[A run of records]
────────

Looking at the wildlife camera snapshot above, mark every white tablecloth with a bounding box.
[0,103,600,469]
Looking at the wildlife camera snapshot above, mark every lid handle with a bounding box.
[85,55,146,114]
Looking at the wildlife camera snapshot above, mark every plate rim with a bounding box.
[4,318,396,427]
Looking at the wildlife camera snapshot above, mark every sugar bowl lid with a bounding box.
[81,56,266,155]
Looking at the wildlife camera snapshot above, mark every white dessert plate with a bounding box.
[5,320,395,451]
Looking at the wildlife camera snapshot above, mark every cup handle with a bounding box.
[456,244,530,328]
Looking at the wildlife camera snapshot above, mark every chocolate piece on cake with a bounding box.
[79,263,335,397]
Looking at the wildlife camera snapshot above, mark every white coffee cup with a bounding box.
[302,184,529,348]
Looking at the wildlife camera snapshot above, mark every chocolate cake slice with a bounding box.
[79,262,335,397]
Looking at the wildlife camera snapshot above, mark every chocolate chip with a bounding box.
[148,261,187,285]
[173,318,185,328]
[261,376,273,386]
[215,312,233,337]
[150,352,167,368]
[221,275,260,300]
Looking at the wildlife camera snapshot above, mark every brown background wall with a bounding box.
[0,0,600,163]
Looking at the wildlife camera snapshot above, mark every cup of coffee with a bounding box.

────────

▶ Task
Rewrite all of the lines above as a numbered list, omitting any blank lines.

▶ Complete answer
1. Looking at the wildlife camera snapshot above, mark every white tablecloth with a bounding box.
2. [0,103,600,469]
3. Looking at the wildlife camera snapshot above, mark every lid handle with a bounding box.
4. [85,55,146,114]
5. Looking at the wildlife camera snapshot above, mark every plate rim with a bounding box.
6. [4,318,396,427]
7. Looking at the wildlife camera snapshot above, mark every sugar bowl lid with a bounding box.
8. [81,56,266,155]
9. Looking at the wildlife camera snapshot above, mark every white dessert plate with a bounding box.
10. [5,320,395,451]
11. Looking at the wildlife camera snapshot above, mark every cup handle with a bounding box.
12. [456,244,530,328]
13. Looking at the wildlife camera snapshot above, mark every chocolate piece on cake with a bounding box.
14. [79,263,335,397]
15. Looking at the wildlife camera snapshot above, mark every white coffee cup with a bounding box.
16. [302,184,529,348]
17. Looking at the wildlife camera snapshot above, mark every chocolate cake slice with a bounding box.
18. [79,262,335,397]
19. Looking at the wildlife camera snapshot above, mark every chocolate chip with a bounding box.
20. [148,261,187,285]
21. [173,318,185,328]
22. [261,376,273,386]
23. [215,312,233,337]
24. [150,352,167,368]
25. [221,275,260,300]
26. Looking at the wildlife camera snapshot above, mark every brown background wall with a bounding box.
27. [0,0,600,163]
28. Looking at the wildlife camera snapshot above, mark every cup of coffee with a bounding box.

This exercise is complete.